→ **WHAT THIS TASK INVOLVES**: Starting at the line that contains "Please drop a marker on the laptop screen" and continuing through the end of the entries below, convert each line into a string in a JSON list, skipping blank lines.

→ **DATA SUPPLIED**:
**********
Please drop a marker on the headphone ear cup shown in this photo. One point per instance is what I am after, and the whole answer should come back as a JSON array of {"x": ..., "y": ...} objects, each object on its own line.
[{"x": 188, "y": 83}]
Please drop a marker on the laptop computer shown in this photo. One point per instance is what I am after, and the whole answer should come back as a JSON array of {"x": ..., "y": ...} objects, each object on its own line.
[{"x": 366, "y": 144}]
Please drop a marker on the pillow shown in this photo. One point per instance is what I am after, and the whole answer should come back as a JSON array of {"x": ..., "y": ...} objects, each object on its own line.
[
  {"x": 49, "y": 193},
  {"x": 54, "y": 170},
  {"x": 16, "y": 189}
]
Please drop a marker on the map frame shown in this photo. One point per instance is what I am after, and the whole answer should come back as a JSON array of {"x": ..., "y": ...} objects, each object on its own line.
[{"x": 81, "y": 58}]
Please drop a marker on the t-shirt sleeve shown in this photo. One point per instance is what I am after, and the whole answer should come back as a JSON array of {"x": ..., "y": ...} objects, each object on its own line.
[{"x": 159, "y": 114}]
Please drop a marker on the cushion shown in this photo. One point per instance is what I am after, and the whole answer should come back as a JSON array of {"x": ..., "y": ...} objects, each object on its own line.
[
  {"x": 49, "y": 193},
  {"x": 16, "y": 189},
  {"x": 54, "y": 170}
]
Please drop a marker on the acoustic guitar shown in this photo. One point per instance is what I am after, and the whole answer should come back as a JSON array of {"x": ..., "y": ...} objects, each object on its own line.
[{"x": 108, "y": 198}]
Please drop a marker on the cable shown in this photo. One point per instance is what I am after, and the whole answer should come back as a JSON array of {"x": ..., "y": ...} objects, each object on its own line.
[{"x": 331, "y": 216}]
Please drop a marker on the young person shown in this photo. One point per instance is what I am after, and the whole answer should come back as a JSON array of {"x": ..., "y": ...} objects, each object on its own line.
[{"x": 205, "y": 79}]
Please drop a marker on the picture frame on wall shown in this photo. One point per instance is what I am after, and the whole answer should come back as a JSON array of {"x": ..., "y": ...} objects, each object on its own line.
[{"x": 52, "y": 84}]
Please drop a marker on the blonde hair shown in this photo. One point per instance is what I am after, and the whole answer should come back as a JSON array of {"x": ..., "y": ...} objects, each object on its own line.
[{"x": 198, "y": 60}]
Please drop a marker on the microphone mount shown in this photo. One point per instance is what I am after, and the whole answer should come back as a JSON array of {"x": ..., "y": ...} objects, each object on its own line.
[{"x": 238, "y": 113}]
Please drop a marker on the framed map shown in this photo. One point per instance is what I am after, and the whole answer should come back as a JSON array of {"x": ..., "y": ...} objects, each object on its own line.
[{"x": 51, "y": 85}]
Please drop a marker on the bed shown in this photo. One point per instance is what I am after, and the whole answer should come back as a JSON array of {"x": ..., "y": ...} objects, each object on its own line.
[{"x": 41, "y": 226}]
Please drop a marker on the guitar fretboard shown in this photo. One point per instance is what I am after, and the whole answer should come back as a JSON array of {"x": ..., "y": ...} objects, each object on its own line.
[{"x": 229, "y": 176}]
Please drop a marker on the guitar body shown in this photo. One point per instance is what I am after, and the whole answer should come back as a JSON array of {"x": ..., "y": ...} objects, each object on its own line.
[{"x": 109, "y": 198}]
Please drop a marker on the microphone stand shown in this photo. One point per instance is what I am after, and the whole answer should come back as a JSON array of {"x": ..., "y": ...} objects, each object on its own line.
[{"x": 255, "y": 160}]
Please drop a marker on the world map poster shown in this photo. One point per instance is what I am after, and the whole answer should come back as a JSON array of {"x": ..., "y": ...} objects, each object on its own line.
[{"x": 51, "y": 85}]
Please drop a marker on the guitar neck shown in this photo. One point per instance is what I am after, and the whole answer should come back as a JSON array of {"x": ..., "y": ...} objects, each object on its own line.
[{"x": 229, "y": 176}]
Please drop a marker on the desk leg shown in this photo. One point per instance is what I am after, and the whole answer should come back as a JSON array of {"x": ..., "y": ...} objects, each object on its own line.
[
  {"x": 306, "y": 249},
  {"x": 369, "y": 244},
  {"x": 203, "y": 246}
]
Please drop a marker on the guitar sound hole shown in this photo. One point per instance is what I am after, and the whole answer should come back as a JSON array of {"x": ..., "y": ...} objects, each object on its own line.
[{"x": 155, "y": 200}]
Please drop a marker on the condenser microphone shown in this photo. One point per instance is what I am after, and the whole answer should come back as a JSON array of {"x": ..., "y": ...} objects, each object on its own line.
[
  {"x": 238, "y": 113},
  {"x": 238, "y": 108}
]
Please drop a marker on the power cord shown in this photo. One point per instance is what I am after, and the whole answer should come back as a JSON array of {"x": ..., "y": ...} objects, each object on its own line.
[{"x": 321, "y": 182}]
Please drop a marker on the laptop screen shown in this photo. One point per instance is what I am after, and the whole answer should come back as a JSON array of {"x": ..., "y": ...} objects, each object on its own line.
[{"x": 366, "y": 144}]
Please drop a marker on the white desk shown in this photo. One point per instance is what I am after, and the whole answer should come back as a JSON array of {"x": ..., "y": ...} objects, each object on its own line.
**********
→ **ANSWER BELOW**:
[
  "Please drop a marker on the laptop screen shown in this photo. One point per instance is what I am after, and the whole answer should come back as a JSON array of {\"x\": ..., \"y\": ...} objects, each object on its own line.",
  "[{\"x\": 366, \"y\": 144}]",
  "Please drop a marker on the white desk shown in this photo. One point per instance is what I am after, and the whole answer should come back as a JSON array of {\"x\": ..., \"y\": ...} objects, each object on its own line."
]